I loathe cowardice; but I am afraid of heights. I experience self loathing every time I trek to anywhere above 5 thousand feet. But I do climb with some frequency to heights of 8 thousand feet. It is a dream of mine to ascend Machu Picchu. Now why is this?

There is a saying, “Don’t let fear be your only boundary.” I think that is what drives me to climb to the heights. By conquering fear, I become free. This is a good thought but although it leads to good pictures, I do not feel liberated (or able to breathe deeply) until it’s over.

Fear is more crippling than a broken leg. Bones heal. Fear is always there waiting to release adrenaline and cause my palms to sweat, heart to race, and breathing to become shallow. Although I am not in any danger, I feel as though I am. Fear controls my perception and since there can be only one reality, the threat appears real.

My son has a dog that is afraid of loud, sudden noises, so the firecrackers on 4th of July are a nightmare for him. He cowers, trembles and hangs his head with mouth open and pants until he drools. On the last 4th, I sat, trying to comfort him with gentle whispers and hugs. A bomb burst in midair and he leapt from my arms and hid under the desk. His fear was too powerful for me to soothe. I stared at him and realized that was me on a mountainside. Short of an earthquake, I was not going to fall off the mountain. But my reason couldn’t override my instincts.

I have two choices: I can yield to fear and stay where it’s safe or I can push back.

I can accept that the sensation of fear is inevitable and that by staying on the ground, safe and sound, I can drink more coffee, read more books, and be at peace. I can meditate, while others strap on packs and water bottles to ascend the peaks. But there are so many events in life that come attached with the price tag of fear. Writing is one of them. I wrote with a voice in my mind saying, “No one is ever going to read this.” If I hadn’t pushed back against that voice, American Family, my debut novel, would never have been published.

So my second choice is to push my trembling, weak kneed body up the hill so I can reap the rewards grand vistas. I can say to myself, I did it. I refused to cave in to fear. I gain power from pushing against fear. When I am up high, I enjoy the vision of the enormity of the world and the power of nature. Glaciers scrape up mountains and drops of water patiently, persistently cut through rock. Forest fires rage over miles of territory but trees grow back. Volcanoes form the highest peaks as they explode and then stand dormant for thousands of years.

No, I’ll never stop climbing. Maybe it is the struggle with fear that is the goal. I will never prance carefree and gazelle-like up a mountain. No matter how many times I hike up, I will not be without that sickening anxiety. Still, when I find myself struggling to find the right word or phrase and that voice hisses, “You’ll never be a real writer,” I can remind myself that I have scrambled over rocks and felt proud as I looked down at the valley. I didn’t stop then and I am not going to stop now.

**Work order 1**:
Answer each question from the essay on fear of heights.
(a) To what height does the writer climb with some frequency?
(b) Where did the dog hide after the burst in midair?
(c) What is the title of the writer's debut novel?
**Work order 2**:
Decide whether each statement agrees with the essay on fear of heights. Answer yes or no, and quote the words of the essay that decide it.
(a) The writer dreams of ascending Machu Picchu.
(b) The writer managed to soothe the dog's fear.
(c) The writer expects the anxiety to go away after enough hikes.
**Work order 3**: Transcribe the stretch of the essay on fear of heights from "I loathe cowardice;" through "until it’s over.".

**Extracted entries**:
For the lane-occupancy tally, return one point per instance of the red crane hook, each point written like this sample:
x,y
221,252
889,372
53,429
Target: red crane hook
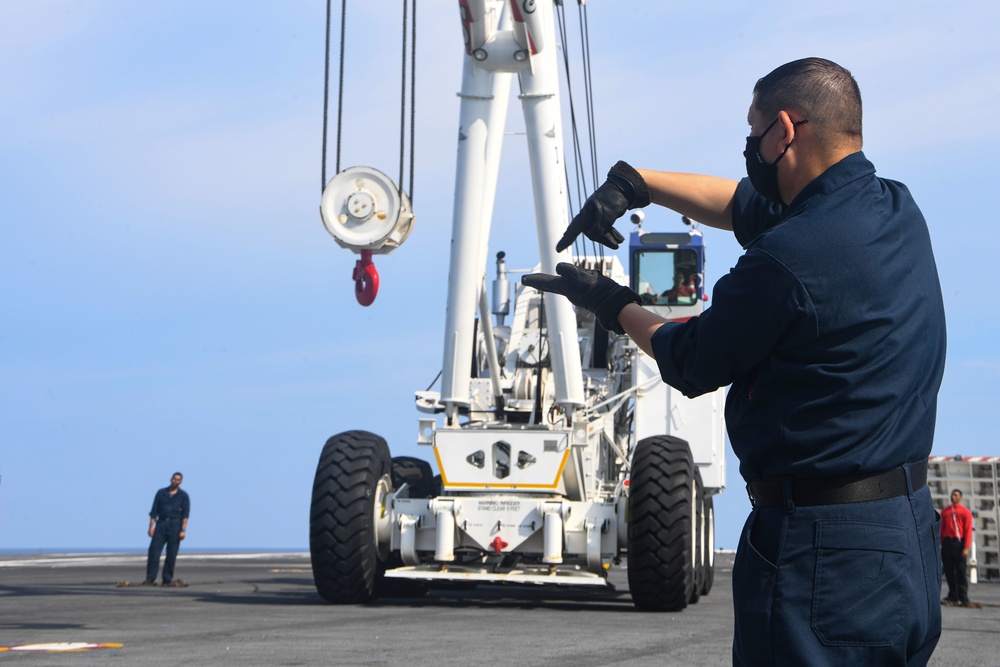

---

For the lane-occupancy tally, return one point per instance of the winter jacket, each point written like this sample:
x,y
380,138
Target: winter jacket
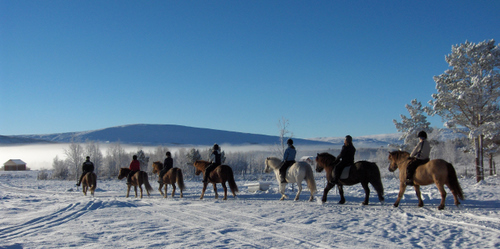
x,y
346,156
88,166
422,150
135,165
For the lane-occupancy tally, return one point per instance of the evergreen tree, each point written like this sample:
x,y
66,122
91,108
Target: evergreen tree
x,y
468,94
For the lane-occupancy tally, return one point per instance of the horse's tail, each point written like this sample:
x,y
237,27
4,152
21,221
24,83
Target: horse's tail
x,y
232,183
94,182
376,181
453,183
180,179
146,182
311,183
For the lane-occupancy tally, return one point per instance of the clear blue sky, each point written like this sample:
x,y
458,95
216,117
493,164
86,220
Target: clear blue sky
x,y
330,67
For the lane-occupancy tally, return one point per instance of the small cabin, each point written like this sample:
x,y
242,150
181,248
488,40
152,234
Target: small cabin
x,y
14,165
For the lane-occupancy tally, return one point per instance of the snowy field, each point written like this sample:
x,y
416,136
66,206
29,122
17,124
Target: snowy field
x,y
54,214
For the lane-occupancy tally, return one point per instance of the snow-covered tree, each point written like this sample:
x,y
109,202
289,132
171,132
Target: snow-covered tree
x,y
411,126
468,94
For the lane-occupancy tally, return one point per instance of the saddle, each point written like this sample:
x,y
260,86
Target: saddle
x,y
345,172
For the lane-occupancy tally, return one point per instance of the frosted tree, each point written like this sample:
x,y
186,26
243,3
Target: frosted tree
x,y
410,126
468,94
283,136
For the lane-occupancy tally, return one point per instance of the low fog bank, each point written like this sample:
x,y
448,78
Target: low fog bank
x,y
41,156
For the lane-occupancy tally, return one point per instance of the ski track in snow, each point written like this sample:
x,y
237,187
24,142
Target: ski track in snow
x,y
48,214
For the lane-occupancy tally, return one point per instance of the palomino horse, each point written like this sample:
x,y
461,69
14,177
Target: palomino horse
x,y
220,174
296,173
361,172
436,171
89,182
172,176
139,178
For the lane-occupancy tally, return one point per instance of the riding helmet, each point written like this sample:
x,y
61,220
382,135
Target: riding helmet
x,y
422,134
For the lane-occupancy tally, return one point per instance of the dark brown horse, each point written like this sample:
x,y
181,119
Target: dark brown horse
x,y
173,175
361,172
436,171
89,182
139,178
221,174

**Expected answer 1**:
(a) 8 thousand feet
(b) Under the desk
(c) American Family

**Expected answer 2**:
(a) Yes: "It is a dream of mine to ascend Machu Picchu."
(b) No: "His fear was too powerful for me to soothe."
(c) No: "No matter how many times I hike up, I will not be without that sickening anxiety."

**Expected answer 3**:
I loathe cowardice; but I am afraid of heights. I experience self loathing every time I trek to anywhere above 5 thousand feet. But I do climb with some frequency to heights of 8 thousand feet. It is a dream of mine to ascend Machu Picchu. Now why is this?

There is a saying, “Don’t let fear be your only boundary.” I think that is what drives me to climb to the heights. By conquering fear, I become free. This is a good thought but although it leads to good pictures, I do not feel liberated (or able to breathe deeply) until it’s over.